What you will do | Start your answer with the line containing "bright blue tailgate" and end it with the last line of the records below, retyping every line between exactly and adding nothing.

(Free-text object descriptions)
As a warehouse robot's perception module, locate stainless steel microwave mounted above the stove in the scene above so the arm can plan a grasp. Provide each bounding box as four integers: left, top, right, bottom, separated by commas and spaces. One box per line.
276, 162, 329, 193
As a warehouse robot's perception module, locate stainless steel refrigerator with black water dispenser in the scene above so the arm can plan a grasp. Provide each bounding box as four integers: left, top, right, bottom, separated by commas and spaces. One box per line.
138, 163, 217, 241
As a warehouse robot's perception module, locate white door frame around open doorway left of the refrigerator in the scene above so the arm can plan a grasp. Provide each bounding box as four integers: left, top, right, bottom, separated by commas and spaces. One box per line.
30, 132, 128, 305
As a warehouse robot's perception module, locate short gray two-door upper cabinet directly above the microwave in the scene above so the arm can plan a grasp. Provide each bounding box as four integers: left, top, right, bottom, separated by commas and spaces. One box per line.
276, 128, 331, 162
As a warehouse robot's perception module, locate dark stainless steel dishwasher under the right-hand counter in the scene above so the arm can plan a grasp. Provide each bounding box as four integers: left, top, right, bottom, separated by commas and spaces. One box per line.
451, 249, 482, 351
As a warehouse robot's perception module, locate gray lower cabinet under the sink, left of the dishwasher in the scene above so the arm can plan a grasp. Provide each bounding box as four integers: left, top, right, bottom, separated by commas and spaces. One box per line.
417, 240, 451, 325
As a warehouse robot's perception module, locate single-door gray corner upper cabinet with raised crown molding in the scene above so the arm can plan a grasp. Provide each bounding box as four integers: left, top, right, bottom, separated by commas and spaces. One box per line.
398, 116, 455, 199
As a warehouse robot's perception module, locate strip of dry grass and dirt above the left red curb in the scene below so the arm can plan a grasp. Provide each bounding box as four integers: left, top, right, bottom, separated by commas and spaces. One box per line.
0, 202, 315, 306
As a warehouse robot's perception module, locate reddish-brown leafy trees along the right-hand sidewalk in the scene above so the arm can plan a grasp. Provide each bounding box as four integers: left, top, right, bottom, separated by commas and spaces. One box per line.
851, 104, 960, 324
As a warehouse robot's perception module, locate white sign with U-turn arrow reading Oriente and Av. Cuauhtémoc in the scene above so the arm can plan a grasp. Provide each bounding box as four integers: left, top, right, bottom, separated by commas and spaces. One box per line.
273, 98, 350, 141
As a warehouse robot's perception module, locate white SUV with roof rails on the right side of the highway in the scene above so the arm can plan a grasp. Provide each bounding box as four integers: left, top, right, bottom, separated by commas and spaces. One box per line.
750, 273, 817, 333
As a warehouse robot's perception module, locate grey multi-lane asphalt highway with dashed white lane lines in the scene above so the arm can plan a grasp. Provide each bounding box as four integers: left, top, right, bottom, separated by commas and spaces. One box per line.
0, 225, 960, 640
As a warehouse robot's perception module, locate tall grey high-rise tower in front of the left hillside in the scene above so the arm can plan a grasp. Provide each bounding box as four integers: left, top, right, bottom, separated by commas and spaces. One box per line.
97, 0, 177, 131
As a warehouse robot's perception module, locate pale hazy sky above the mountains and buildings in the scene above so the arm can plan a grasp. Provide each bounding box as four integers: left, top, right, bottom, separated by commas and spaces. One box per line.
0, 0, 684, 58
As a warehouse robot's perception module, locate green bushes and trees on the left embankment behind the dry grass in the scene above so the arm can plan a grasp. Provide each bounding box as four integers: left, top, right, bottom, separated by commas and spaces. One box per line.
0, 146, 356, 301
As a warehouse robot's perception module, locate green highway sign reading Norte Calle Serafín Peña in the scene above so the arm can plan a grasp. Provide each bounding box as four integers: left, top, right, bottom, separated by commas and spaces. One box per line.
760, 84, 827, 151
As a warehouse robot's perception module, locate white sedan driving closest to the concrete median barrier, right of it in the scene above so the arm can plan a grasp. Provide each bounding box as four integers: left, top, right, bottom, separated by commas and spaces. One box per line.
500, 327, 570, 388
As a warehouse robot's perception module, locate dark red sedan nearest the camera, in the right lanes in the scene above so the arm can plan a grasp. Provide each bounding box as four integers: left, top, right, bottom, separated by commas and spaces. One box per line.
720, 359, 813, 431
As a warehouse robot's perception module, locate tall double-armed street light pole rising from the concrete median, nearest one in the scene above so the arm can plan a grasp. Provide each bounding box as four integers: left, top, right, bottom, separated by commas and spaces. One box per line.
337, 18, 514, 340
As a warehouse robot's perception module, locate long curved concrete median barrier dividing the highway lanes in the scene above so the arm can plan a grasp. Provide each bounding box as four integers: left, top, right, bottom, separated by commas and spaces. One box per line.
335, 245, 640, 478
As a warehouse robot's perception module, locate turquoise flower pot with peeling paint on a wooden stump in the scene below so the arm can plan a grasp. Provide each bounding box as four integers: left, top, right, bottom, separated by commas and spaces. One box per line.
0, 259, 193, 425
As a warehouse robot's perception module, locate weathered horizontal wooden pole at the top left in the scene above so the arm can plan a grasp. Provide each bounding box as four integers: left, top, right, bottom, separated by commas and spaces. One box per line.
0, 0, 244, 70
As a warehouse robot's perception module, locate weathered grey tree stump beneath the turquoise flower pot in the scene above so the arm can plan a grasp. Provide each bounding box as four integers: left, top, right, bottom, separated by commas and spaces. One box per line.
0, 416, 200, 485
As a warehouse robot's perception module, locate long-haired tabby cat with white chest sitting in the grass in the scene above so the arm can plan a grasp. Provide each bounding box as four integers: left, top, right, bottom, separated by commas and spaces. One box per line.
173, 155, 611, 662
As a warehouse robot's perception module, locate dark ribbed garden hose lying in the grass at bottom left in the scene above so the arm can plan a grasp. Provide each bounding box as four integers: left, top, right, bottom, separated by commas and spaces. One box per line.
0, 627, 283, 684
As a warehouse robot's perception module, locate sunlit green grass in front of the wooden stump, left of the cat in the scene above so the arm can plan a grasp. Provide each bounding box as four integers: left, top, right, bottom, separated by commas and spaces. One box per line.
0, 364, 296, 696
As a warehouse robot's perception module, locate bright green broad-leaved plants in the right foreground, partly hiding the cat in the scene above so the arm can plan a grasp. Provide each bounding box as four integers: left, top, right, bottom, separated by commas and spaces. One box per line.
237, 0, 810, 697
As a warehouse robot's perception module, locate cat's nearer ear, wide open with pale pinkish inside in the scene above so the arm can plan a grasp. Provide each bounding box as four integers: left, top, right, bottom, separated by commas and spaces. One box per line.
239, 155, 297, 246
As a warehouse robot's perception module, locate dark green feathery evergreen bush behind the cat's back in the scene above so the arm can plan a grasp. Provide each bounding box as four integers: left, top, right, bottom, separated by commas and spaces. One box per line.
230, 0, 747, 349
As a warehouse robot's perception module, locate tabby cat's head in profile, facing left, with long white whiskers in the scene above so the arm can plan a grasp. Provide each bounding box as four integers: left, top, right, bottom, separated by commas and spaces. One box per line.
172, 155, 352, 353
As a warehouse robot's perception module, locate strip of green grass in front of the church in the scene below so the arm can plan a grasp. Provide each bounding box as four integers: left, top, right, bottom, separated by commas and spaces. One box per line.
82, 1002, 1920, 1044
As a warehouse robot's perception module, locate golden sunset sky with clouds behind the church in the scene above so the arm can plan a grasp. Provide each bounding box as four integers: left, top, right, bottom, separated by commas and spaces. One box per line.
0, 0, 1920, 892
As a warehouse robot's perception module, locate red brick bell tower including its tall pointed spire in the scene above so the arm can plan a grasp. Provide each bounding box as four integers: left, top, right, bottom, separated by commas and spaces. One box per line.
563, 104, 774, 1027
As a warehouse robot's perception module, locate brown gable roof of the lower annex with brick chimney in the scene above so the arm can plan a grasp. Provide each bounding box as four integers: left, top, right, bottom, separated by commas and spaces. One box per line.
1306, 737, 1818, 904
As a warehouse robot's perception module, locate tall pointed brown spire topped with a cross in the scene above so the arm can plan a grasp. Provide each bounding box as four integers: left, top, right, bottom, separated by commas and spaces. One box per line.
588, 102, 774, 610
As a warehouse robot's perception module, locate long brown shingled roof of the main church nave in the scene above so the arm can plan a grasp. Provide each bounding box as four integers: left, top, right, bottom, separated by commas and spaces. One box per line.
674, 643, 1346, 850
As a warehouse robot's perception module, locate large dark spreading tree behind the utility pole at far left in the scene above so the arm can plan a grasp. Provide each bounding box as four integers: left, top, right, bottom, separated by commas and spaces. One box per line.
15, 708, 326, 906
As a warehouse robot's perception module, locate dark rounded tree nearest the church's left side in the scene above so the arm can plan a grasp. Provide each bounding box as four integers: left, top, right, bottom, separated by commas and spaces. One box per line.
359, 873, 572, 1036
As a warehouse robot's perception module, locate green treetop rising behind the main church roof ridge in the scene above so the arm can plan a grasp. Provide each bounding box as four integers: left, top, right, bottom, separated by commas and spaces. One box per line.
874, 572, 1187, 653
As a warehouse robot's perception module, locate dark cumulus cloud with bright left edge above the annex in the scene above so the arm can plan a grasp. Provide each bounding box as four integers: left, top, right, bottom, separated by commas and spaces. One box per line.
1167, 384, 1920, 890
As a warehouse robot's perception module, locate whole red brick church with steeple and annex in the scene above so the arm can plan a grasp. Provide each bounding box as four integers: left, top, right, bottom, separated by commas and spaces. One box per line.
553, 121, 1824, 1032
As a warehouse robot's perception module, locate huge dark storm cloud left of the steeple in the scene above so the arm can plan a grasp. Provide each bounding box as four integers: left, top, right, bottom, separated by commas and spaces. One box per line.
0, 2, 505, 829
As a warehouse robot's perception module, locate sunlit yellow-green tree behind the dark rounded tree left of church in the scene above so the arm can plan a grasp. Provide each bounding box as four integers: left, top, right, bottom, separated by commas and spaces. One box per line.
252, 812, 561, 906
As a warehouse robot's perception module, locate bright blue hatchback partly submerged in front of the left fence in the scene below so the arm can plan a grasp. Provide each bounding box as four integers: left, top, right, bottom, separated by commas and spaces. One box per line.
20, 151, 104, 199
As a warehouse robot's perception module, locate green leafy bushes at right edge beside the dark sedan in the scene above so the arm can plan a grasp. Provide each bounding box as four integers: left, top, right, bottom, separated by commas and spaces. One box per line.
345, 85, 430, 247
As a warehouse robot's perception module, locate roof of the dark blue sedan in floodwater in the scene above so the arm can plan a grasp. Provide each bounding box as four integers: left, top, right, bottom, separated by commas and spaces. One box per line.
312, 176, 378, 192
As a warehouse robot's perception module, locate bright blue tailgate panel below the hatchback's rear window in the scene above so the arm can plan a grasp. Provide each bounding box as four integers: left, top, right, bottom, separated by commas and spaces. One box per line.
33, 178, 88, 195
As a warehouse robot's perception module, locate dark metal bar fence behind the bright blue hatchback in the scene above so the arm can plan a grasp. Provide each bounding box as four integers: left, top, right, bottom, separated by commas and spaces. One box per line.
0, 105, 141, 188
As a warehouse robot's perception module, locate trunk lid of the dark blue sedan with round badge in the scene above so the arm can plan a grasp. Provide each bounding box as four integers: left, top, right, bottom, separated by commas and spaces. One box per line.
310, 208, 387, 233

Answer space |
As a warehouse robot's perception module, locate bright blue tailgate panel below the hatchback's rear window in the scene above so the arm can plan a grasp. Provide each bounding box as four integers: left, top, right, bottom, separated by commas and spaces. One box per line.
33, 178, 88, 195
As a warehouse robot's perception module, locate dark metal bar fence behind the bright blue hatchback in the scene above so the arm can plan a grasp. Provide each bounding box as four integers: left, top, right, bottom, separated by commas and spaces. One box per line.
0, 105, 141, 188
As a warehouse robot's perception module, locate trunk lid of the dark blue sedan with round badge in the scene above so the arm can plan a grasp. Provide each bounding box as four integers: left, top, right, bottom, separated by commas and spaces. One box per line.
310, 208, 387, 233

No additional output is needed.